_REQUIRED ACTION:_ Your reply should be the following data, copied exactly.

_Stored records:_
^^^^^^^^

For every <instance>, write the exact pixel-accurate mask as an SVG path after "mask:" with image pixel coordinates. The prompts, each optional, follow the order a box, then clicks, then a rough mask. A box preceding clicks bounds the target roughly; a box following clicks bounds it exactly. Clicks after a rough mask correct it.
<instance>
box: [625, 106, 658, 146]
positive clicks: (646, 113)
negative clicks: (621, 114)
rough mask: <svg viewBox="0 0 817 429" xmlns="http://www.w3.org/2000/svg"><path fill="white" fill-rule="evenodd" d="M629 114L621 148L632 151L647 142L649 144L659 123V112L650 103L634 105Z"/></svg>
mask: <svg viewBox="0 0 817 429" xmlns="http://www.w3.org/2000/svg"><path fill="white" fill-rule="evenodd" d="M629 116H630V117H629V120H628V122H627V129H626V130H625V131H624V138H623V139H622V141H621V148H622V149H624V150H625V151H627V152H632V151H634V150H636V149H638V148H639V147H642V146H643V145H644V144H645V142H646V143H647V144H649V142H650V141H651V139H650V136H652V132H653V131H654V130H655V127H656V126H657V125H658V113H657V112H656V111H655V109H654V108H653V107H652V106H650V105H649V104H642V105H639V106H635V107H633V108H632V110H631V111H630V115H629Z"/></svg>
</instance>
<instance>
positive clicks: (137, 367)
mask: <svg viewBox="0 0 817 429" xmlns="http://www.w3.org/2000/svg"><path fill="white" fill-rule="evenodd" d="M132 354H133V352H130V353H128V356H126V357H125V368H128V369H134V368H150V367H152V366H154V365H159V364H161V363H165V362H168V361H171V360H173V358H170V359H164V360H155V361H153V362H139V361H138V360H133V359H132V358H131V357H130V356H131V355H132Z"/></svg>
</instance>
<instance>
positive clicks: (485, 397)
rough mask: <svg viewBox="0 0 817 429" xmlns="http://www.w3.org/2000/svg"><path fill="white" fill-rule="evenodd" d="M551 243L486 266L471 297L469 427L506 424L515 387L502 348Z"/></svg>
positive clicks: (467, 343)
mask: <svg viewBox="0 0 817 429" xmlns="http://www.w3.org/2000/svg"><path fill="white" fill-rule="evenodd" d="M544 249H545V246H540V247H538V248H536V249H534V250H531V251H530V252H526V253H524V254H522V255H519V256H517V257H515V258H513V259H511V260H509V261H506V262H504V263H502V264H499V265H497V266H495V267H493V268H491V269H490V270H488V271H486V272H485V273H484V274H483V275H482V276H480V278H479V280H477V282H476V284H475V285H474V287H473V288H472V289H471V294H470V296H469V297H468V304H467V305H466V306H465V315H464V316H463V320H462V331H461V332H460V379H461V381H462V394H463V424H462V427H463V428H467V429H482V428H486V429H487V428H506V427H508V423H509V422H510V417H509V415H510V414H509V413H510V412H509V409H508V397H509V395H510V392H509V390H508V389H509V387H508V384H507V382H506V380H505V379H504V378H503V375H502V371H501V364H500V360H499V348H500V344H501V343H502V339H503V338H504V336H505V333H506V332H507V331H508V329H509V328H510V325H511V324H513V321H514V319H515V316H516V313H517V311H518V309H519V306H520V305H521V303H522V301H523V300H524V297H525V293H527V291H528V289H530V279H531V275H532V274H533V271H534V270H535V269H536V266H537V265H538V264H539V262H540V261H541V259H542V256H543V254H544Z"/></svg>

^^^^^^^^

_OUTPUT OF THE EXERCISE:_
For every <instance>, write the exact pixel-accurate mask as an SVG path after "mask:" with image pixel coordinates. The prompts, each optional, follow the order a box, then clicks, then a rough mask. A box preceding clicks bounds the target roughly; a box following clicks bounds it exactly. Clicks after a rough mask correct it.
<instance>
box: [625, 106, 658, 146]
positive clicks: (646, 113)
negative clicks: (621, 114)
rough mask: <svg viewBox="0 0 817 429" xmlns="http://www.w3.org/2000/svg"><path fill="white" fill-rule="evenodd" d="M629 114L621 148L632 151L647 142L649 144L659 123V112L650 103L634 105Z"/></svg>
mask: <svg viewBox="0 0 817 429" xmlns="http://www.w3.org/2000/svg"><path fill="white" fill-rule="evenodd" d="M629 116H630V117H629V120H628V122H627V129H626V130H625V131H624V138H623V139H622V141H621V148H622V149H624V150H625V151H627V152H632V151H634V150H636V149H638V148H639V147H642V146H643V145H644V144H645V142H646V143H647V144H649V142H650V141H651V139H650V136H652V132H653V131H654V130H655V127H656V126H657V125H658V113H657V112H656V111H655V109H654V108H653V107H652V106H650V105H649V104H642V105H639V106H635V107H633V108H632V110H631V111H630V115H629Z"/></svg>
</instance>
<instance>
positive clicks: (137, 367)
mask: <svg viewBox="0 0 817 429" xmlns="http://www.w3.org/2000/svg"><path fill="white" fill-rule="evenodd" d="M132 354H133V352H130V353H128V356H126V357H125V368H128V369H134V368H150V367H152V366H154V365H159V364H161V363H165V362H168V361H171V360H173V358H170V359H164V360H155V361H153V362H139V361H138V360H133V359H132V358H131V357H130V356H131V355H132Z"/></svg>
</instance>
<instance>
positive clicks: (485, 397)
rough mask: <svg viewBox="0 0 817 429" xmlns="http://www.w3.org/2000/svg"><path fill="white" fill-rule="evenodd" d="M551 243L486 266L471 297L469 427L506 424L515 387L502 348Z"/></svg>
positive clicks: (467, 343)
mask: <svg viewBox="0 0 817 429" xmlns="http://www.w3.org/2000/svg"><path fill="white" fill-rule="evenodd" d="M544 249H545V246H540V247H538V248H536V249H534V250H531V251H530V252H526V253H524V254H522V255H519V256H517V257H515V258H513V259H511V260H509V261H506V262H504V263H502V264H499V265H497V266H495V267H493V268H491V269H490V270H488V271H486V272H485V273H484V274H483V275H482V276H480V278H479V280H477V282H476V284H475V285H474V287H473V288H472V289H471V294H470V296H469V297H468V304H467V305H466V306H465V315H464V316H463V320H462V331H461V332H460V379H461V381H462V394H463V424H462V427H463V428H467V429H482V428H486V429H487V428H506V427H508V423H509V422H510V417H509V415H510V414H509V413H510V412H509V409H508V397H509V395H510V392H509V390H508V389H509V387H508V384H507V382H506V380H505V379H504V378H503V375H502V371H501V364H500V360H499V348H500V344H501V343H502V339H503V338H504V336H505V333H506V332H507V331H508V329H509V328H510V325H511V324H513V321H514V319H515V316H516V313H517V311H518V309H519V306H520V305H521V303H522V301H523V300H524V297H525V293H527V291H528V289H530V279H531V275H532V274H533V271H534V270H535V269H536V266H537V265H538V264H539V262H540V261H541V259H542V256H543V254H544Z"/></svg>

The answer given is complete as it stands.